## Records for the task
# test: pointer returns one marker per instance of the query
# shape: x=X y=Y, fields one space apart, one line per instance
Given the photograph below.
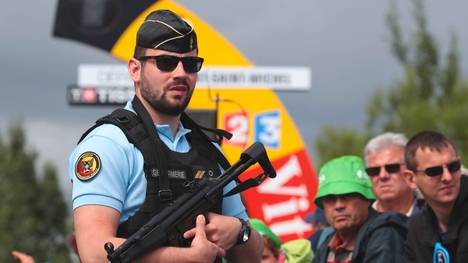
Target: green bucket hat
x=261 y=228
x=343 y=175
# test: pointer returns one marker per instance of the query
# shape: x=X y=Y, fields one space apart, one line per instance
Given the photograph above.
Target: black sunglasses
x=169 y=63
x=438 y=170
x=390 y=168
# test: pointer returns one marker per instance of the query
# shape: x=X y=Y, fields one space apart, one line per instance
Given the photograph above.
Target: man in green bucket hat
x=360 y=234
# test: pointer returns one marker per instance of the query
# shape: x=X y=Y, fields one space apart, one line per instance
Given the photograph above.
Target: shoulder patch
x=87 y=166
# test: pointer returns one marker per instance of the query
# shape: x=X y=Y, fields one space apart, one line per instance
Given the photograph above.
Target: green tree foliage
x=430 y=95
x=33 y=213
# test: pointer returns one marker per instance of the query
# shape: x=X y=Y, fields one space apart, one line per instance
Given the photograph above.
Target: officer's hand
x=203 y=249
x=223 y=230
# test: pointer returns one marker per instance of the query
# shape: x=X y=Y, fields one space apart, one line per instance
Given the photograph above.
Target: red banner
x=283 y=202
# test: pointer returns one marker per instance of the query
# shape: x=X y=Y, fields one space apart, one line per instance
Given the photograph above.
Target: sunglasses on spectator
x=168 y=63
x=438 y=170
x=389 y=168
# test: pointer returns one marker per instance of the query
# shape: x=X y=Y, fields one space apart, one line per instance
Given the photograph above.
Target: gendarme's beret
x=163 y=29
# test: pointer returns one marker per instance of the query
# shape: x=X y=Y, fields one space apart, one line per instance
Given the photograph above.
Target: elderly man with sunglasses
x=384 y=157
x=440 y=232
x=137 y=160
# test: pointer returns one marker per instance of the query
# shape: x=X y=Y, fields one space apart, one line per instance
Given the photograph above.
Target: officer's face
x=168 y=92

## Exercise prompt
Please output the material above again, exactly, and omit every image.

## Problem solution
# test: pointer returns one marker per instance of the query
# shape: x=X y=Y, fields one space apart, one line per instance
Given the photograph below.
Target: green bucket hat
x=261 y=228
x=343 y=175
# test: pointer returns one marker per instance of the query
# shape: x=X y=Y, fields one space apart, one line per instance
Given the photograph above.
Target: black sunglasses
x=169 y=63
x=438 y=170
x=390 y=168
# test: pointer returns one marker per instance of the query
# shape: x=X y=Y, fields one space apart, one line per instance
Given the photograph above.
Target: man in green bucket hat
x=360 y=234
# test: pointer returns one marker per instance of the query
# shape: x=X y=Y, fields one space apart, one line per instance
Given the photograph above.
Target: shoulder patch
x=87 y=166
# test: pointer returns one marker per instance of the query
# shape: x=X y=Y, fields one space apart, one line per instance
Given the photograph above.
Target: green tree foliage
x=430 y=95
x=33 y=213
# test: pointer returns one marker per instance of the query
# shape: x=X y=Y, fields one space apart, one line per instance
Given the photograph above.
Target: officer's hand
x=203 y=249
x=223 y=230
# test: pointer returns one marker per instance of the query
# shape: x=X y=Y, fields one space apart, one line per instance
Given the photograph above.
Target: red banner
x=283 y=202
# test: pointer returns one marker per instance of the query
# shape: x=X y=Y, fields one space apart, one line per instance
Given the photograph above.
Target: sunglasses on spectator
x=168 y=63
x=438 y=170
x=389 y=168
# test: pointer returns one marker per instance of the query
# shape: x=X y=Y, fields one space apart, one line per instance
Given the photograph above.
Target: gendarme's beret
x=163 y=29
# test: pointer returns one marker per instance of the query
# shape: x=X y=Y, fields one space apart, one line per instance
Given the photograph above.
Target: elderly man with sunglasses
x=384 y=157
x=440 y=232
x=137 y=160
# test: pointer returns one marker per instance of the query
# shape: x=X y=Y, fields one space apart, one line per instance
Given the photograph above.
Target: officer's face
x=168 y=92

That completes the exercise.